• Source passage:
Filed under: tagging
so i am writing my last paper for the quarter on tagging and have been going through the previous research and literature and have been struck by the lack of qualitative approaches so far. i suppose given the recent growth and development of tagging, that shouldn’t be too surprising, but so far i have only seen one individual, adam mathes, argue for the need altogether.
it’s been interesting so see how most research on tagging to date has focused primarily on analysing the tags themselves, doing text-term analysis and trying to deduce actions, incentives, motivations by reading or tabulating the terms and more often than not they’ve maintained an explicit or implicit information retrieval framework, implying that the only reason why people engage in tags is to find things later. but it seems to me that there needs to be a reconceptualization of tagging towards an emphasis on use and context as there are some really interesting questions about the *social* dynamics at play in tagging. so far there has been little examination of the ways in which tagging, while an individual act, a lot of the meaninfulnes of tagging is *socially* constituted. alla zollers, a friend of mine here at ucla, has done a really nice exploratory piece on tagging and expressions, performance, and activism.
i still think that qualitative orientations should be emphasised in terms of trying to delve into the level of experience of tagging and i particularly like the frameworks of information use in framing tagging and brenda dervin’s sense-making theory is especially compelling right now, particularly with the strong social constructivist bent that emphasizes use and context in shaping how people engage with information seeking, creating, and processing. in my opinion, tagging represents a convergence of seeking, retrieval, creating, and processing all in one motion. unfortunately, the discipline of LIS has kept these rather separate. clearly, tagging represents a lot of challenges to the traditional cleavages in LIS but it gives us a great opportunity to reflect upon the traditional models we’ve been using and as some who isn’t “native” to the field (I don’t know anyone who is though nowadays) it’s really exciting to begin thinking about shapeshifting and redrawing these boundaries.

• Task instructions:
Name every activity that the post on tagging says tagging combines in a single motion.

• Rows:

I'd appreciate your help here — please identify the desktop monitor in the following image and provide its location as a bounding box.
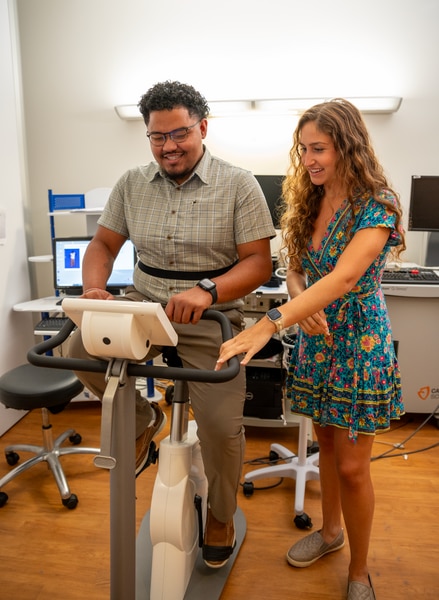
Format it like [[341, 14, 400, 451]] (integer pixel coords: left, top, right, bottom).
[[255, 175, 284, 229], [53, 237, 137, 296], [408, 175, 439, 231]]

---

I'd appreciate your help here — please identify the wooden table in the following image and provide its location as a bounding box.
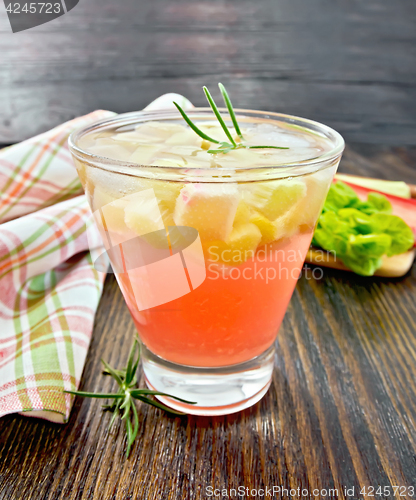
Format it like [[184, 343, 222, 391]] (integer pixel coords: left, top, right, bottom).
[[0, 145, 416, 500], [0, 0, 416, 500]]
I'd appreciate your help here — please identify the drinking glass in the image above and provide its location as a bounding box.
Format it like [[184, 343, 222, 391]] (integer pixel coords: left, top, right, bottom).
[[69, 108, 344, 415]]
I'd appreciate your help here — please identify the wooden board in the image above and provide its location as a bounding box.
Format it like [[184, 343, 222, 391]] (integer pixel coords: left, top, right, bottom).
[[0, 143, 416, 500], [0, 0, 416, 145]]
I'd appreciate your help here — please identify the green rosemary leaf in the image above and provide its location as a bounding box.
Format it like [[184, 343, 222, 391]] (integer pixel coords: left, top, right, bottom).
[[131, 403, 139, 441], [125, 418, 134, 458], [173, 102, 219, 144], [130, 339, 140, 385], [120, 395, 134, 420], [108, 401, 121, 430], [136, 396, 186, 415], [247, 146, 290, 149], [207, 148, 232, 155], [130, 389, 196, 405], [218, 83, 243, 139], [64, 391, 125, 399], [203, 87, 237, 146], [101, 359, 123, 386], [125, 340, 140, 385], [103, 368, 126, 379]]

• Worked solution:
seeking, retrieval, creating, processing